- The request -
Reproduce every line of the entries below verbatim, keeping the original order and formatting.

## start Records for the task

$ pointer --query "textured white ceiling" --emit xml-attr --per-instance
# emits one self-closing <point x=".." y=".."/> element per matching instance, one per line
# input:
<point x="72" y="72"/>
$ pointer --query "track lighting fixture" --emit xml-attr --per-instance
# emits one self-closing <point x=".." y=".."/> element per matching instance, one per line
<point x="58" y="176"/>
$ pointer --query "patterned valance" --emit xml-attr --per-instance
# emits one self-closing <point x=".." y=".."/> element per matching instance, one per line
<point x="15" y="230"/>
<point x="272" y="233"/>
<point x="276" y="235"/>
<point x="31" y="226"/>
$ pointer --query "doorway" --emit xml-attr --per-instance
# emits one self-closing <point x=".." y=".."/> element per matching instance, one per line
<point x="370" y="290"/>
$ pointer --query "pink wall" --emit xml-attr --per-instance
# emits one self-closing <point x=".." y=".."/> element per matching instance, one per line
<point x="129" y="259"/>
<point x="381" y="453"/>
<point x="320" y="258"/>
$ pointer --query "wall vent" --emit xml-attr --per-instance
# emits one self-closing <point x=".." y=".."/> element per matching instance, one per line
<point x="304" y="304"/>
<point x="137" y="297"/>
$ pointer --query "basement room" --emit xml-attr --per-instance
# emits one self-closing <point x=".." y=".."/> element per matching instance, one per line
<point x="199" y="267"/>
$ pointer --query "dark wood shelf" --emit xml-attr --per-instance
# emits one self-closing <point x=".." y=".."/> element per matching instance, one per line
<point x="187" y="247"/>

## end Records for the task

- Answer to the problem -
$ pointer --query "textured white ceiling" --emit xml-attr --per-instance
# emits one self-closing <point x=".." y=".."/> element per matching instance, one per line
# input:
<point x="72" y="72"/>
$ pointer --query "track lighting fixture" --emit xml-attr --per-instance
# emits one self-closing <point x=".." y=".."/> element per matching instance, one per line
<point x="58" y="176"/>
$ pointer --query "patterned valance" --emit xml-attr --per-instance
# emits one self-closing <point x=".." y=".."/> element per matching instance, one per line
<point x="15" y="230"/>
<point x="272" y="233"/>
<point x="276" y="235"/>
<point x="31" y="226"/>
$ pointer --query "doorway" --emit xml-attr --per-instance
# emits one self-closing <point x=".." y=".."/> element per matching instance, one per line
<point x="370" y="290"/>
$ pointer --query "pink wall" --emit xml-attr --per-instance
# emits one self-closing <point x=".." y=".."/> element per matching instance, one per line
<point x="129" y="259"/>
<point x="381" y="453"/>
<point x="320" y="258"/>
$ pointer --query "wall vent" --emit xml-attr --per-instance
# emits one self-closing <point x=".." y=".."/> element per matching instance, one per line
<point x="304" y="304"/>
<point x="137" y="297"/>
$ pointer --query "basement room" --emit xml-attr --per-instance
# emits one self-closing <point x=".." y=".."/> element per matching instance, one per line
<point x="199" y="267"/>
$ pointer --query "dark wood shelf" --emit xml-attr --per-instance
# emits one self-closing <point x=".." y=".."/> element per matching instance, one per line
<point x="187" y="247"/>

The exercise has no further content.